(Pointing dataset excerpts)
# # #
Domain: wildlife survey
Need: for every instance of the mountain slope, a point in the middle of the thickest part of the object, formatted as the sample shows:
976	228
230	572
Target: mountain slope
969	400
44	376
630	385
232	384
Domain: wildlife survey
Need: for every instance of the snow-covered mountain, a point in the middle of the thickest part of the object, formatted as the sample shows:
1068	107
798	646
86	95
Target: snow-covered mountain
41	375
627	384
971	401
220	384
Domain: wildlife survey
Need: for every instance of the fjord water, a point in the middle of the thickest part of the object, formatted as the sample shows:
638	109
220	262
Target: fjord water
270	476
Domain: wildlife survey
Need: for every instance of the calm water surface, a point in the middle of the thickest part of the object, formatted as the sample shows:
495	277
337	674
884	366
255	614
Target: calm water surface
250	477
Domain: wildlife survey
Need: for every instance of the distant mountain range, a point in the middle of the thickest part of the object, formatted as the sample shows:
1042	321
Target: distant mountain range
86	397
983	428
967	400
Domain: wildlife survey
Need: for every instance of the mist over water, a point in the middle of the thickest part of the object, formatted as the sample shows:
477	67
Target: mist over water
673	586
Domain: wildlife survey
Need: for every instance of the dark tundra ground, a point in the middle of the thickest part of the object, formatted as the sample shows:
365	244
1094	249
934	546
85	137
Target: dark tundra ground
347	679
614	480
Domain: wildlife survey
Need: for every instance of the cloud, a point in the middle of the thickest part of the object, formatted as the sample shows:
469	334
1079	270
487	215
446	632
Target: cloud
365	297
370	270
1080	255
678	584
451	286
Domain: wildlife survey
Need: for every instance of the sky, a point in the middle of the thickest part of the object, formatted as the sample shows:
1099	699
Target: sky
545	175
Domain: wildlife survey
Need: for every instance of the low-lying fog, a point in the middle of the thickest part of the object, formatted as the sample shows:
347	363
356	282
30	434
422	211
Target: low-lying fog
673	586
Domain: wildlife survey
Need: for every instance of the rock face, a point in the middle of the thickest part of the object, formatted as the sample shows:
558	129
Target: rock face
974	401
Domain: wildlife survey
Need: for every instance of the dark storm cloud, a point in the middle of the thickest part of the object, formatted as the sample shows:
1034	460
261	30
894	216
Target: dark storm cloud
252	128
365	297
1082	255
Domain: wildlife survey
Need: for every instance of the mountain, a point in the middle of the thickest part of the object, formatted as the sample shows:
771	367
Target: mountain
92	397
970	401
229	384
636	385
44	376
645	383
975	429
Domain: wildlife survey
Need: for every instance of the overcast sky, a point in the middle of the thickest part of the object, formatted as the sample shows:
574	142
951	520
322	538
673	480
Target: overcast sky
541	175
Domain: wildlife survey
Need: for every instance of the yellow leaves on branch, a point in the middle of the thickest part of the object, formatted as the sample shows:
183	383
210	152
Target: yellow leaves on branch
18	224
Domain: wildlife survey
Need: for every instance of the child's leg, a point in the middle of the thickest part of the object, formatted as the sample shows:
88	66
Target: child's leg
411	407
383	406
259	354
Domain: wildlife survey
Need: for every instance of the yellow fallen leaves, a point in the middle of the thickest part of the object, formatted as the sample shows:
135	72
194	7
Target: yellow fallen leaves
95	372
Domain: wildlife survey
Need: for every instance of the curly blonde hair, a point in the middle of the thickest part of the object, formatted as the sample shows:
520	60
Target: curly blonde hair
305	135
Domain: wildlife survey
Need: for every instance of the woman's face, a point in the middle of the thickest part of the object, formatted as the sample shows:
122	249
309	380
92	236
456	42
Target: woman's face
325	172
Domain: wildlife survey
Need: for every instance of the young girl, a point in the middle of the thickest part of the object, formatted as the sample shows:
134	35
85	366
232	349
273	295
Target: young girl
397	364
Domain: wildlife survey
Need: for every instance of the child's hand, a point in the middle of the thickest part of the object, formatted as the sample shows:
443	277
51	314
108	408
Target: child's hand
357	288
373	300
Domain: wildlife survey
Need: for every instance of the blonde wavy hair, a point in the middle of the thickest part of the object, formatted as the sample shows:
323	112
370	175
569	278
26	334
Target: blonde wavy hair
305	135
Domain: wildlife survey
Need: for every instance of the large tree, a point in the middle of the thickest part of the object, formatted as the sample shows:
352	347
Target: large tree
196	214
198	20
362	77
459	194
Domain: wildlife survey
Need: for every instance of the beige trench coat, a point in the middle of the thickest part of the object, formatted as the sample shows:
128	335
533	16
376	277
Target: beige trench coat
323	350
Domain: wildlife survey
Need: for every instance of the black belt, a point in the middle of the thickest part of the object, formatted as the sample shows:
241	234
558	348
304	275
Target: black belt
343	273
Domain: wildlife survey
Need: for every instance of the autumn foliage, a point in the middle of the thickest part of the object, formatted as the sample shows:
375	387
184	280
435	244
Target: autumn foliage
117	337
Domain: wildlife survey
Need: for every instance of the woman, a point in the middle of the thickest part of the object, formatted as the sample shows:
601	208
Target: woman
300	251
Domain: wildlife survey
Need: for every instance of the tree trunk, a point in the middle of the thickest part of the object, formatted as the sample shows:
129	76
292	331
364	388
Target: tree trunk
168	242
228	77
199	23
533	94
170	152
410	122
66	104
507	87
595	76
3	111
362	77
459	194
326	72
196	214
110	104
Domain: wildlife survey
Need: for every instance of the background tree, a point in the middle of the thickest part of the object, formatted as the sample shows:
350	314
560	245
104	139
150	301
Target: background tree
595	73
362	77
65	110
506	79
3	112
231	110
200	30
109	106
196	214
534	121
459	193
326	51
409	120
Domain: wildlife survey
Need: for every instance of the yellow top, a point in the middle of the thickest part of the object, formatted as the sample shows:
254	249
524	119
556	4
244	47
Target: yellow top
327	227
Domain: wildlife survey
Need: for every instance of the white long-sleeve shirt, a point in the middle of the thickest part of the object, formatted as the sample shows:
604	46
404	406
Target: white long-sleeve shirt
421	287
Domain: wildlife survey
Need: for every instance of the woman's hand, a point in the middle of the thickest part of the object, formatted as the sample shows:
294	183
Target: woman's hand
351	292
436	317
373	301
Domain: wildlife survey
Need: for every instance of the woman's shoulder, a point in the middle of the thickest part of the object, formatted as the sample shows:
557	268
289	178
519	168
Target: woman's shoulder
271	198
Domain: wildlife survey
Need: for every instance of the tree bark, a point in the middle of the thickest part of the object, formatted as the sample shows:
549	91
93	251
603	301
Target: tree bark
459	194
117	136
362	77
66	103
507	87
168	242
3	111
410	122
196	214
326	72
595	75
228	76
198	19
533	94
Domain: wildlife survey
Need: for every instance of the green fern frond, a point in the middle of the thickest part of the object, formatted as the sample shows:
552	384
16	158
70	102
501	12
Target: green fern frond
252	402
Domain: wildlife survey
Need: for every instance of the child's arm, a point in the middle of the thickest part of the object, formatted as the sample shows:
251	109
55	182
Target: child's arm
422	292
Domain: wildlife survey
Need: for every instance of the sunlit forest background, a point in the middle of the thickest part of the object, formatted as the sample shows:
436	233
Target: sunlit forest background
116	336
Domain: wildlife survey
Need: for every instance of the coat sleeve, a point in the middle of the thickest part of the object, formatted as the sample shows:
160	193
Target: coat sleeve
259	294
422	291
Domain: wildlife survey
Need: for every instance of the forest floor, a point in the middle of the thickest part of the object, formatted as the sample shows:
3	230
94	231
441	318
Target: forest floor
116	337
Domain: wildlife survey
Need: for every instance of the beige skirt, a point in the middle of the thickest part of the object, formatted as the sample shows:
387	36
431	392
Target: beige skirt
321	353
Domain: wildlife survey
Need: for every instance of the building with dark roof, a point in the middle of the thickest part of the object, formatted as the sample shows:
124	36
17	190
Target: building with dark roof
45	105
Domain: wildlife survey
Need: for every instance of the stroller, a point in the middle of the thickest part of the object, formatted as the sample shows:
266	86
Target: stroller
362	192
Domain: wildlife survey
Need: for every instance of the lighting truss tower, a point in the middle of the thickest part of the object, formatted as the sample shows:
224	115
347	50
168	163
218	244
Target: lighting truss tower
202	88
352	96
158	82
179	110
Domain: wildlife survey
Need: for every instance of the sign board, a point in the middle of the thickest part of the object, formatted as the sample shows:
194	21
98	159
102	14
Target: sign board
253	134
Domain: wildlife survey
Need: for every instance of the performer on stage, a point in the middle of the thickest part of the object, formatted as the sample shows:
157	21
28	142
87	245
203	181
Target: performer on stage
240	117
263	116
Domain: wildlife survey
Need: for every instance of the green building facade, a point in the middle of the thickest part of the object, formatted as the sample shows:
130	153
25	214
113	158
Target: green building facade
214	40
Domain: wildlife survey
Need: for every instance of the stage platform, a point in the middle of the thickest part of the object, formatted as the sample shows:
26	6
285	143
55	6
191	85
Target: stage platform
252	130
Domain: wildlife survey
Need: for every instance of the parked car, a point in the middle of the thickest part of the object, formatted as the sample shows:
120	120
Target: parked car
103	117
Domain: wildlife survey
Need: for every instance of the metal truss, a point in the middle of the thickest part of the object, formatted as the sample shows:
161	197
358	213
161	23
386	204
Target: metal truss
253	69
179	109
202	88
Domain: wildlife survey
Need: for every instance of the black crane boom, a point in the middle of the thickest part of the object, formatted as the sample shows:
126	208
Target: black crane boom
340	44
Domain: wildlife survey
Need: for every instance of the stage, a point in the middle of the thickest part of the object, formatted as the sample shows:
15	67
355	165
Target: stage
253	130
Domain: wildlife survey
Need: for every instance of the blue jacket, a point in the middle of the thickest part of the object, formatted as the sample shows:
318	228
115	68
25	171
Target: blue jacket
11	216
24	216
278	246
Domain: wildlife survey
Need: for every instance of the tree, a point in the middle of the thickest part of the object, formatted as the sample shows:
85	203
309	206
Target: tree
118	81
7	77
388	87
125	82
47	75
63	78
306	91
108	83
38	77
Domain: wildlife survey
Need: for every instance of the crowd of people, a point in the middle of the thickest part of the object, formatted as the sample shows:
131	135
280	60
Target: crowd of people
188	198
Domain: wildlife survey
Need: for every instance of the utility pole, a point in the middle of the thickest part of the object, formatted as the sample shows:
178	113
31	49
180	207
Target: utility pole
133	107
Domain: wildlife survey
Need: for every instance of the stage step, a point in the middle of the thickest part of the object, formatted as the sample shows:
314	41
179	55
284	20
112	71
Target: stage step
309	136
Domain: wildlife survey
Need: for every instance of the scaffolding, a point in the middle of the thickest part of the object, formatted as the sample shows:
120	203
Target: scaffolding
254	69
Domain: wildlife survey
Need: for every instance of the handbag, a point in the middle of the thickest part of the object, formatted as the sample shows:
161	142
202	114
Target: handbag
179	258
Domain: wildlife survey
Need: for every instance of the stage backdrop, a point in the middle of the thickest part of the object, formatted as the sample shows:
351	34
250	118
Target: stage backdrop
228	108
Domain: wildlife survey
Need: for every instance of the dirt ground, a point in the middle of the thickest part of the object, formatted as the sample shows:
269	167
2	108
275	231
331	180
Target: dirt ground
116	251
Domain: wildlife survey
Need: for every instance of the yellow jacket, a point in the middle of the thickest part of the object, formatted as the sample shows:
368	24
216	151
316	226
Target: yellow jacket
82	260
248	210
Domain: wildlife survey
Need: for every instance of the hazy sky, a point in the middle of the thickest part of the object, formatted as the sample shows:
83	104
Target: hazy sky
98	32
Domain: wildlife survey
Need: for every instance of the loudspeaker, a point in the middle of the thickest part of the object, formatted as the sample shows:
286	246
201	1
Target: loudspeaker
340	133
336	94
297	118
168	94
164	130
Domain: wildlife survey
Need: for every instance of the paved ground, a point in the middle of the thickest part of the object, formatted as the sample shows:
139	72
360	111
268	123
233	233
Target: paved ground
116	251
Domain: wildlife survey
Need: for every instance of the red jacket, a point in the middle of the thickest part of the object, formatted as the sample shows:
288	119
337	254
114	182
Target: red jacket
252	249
# # #
- **Exercise**: Select every line of the material above that contains the string "stroller", matching case exactly, and copy those lines.

- **The output**:
Need: for every instance of the stroller, a point in the middle of the thickest part of the object, formatted as the sample shows:
Target: stroller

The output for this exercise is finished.